_Texto del documento_
####################
Los resultados de este estudio pusieron claramente de relieve que los niños de Dunedin que más autocontrol habían mostrado durante su infancia, eran también los que, al entrar en la treintena, mejor se desenvolvían. Ellos eran, precisamente, los que mejor salud, más éxito económico y menos problemas con la ley habían tenido. Cuanto peor, por el contrario, se habían mostrado durante su infancia en la gestión de sus impulsos, peor era también su salud y mayor la probabilidad de haber sido declarados culpables de algún delito.

Lo más sorprendente es que el análisis estadístico demostró que el nivel de autocontrol de un niño demuestra ser un predictor tan poderoso de su éxito financiero adulto, de su salud y de su historial delictivo como la clase social, la riqueza de la familia de origen o el CI. De este modo, la voluntad emergió como una fuerza vital independiente determinante del éxito en la vida. De hecho, el autocontrol infantil demostró ser, por lo que respecta al éxito financiero, un predictor más fuerte que el CI o la clase social de la familia de origen.

Y lo mismo podríamos decir con respecto al éxito escolar. En un experimento realizado con niños estadounidenses de segundo de ESO, un indicador de autocontrol tan simple como elegir entre recibir un dólar hoy o dos dentro de una semana mostró una relación más positiva con sus resultados académicos que el CI. Pero el autocontrol no solo constituye un predictor del resultado académico, sino también del ajuste emocional, las habilidades interpersonales, la sensación de seguridad y la adaptabilidad[104].
####################
_Datos de origen_

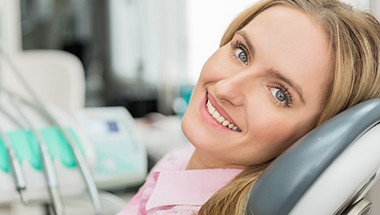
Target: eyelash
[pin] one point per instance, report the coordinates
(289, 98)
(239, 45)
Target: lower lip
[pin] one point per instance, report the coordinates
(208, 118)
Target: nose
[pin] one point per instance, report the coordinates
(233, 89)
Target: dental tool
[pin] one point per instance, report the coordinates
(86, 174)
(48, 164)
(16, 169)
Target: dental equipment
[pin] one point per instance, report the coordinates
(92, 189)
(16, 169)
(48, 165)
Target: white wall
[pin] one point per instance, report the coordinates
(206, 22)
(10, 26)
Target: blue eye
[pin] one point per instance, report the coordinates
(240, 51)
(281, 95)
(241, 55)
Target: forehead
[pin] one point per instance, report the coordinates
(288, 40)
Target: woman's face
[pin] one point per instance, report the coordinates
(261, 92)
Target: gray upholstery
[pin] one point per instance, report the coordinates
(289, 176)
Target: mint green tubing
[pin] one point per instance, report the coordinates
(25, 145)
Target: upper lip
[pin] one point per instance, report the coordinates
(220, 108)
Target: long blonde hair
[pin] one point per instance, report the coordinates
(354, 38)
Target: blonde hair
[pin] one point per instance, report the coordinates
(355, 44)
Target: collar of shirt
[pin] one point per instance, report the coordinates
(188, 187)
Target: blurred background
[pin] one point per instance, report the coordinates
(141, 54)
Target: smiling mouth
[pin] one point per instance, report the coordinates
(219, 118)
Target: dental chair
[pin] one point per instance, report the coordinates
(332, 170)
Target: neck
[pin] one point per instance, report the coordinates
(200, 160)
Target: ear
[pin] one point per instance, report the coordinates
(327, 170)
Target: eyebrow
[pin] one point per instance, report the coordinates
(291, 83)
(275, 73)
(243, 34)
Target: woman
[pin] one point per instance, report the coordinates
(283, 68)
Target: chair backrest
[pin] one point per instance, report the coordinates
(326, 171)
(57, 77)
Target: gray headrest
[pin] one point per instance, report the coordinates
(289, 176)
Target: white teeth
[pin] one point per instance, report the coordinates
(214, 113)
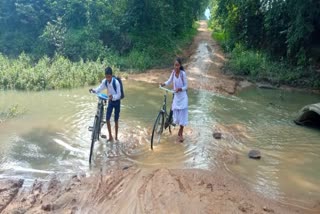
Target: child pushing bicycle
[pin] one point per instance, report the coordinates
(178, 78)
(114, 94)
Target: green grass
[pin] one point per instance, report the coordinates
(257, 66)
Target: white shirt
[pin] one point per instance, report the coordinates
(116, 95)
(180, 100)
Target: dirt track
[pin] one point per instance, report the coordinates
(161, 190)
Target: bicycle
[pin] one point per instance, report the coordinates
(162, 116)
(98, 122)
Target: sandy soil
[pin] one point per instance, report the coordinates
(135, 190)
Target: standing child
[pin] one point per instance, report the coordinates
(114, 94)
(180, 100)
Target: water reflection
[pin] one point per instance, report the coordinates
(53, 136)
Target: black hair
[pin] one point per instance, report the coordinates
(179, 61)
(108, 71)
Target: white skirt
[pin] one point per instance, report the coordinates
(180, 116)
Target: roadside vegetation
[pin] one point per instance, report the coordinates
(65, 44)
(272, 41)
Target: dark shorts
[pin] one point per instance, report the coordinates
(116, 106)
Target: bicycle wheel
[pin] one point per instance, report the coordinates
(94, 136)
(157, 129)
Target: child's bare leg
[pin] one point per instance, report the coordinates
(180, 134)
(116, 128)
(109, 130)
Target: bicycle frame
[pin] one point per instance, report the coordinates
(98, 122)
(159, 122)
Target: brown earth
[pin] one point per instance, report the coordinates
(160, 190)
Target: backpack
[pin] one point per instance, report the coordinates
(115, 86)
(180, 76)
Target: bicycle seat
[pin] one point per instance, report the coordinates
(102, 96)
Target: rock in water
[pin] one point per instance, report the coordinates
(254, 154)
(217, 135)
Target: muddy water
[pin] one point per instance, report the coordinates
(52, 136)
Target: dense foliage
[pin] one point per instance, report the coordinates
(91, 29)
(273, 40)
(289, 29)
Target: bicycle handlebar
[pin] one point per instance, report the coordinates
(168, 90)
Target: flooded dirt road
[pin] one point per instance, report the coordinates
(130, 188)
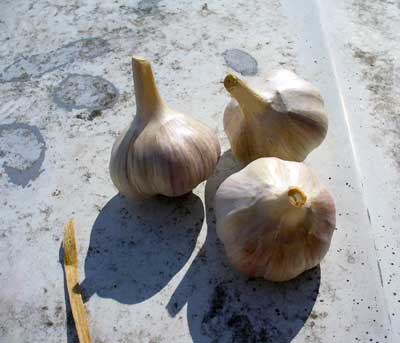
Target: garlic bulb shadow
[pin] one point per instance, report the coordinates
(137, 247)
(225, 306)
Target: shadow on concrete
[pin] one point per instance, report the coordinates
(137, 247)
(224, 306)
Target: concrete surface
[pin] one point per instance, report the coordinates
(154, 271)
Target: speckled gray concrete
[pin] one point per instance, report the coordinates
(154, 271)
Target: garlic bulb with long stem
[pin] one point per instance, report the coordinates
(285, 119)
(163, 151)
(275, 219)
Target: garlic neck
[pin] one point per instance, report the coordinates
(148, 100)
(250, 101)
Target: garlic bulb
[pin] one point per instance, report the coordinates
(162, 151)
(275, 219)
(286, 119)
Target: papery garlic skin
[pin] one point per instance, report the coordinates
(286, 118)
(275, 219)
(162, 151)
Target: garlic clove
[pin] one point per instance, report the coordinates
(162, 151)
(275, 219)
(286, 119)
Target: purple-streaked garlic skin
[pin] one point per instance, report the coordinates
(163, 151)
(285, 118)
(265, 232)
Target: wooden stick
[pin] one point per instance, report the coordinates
####################
_La tarea_
¿Puedes transcribir sin cambios el fragmento del texto sobre el autocontrol infantil, empezando en "Lo más sorprendente" y terminando en "familia de origen."?

_Respuesta al ejercicio_
Lo más sorprendente es que el análisis estadístico demostró que el nivel de autocontrol de un niño demuestra ser un predictor tan poderoso de su éxito financiero adulto, de su salud y de su historial delictivo como la clase social, la riqueza de la familia de origen o el CI. De este modo, la voluntad emergió como una fuerza vital independiente determinante del éxito en la vida. De hecho, el autocontrol infantil demostró ser, por lo que respecta al éxito financiero, un predictor más fuerte que el CI o la clase social de la familia de origen.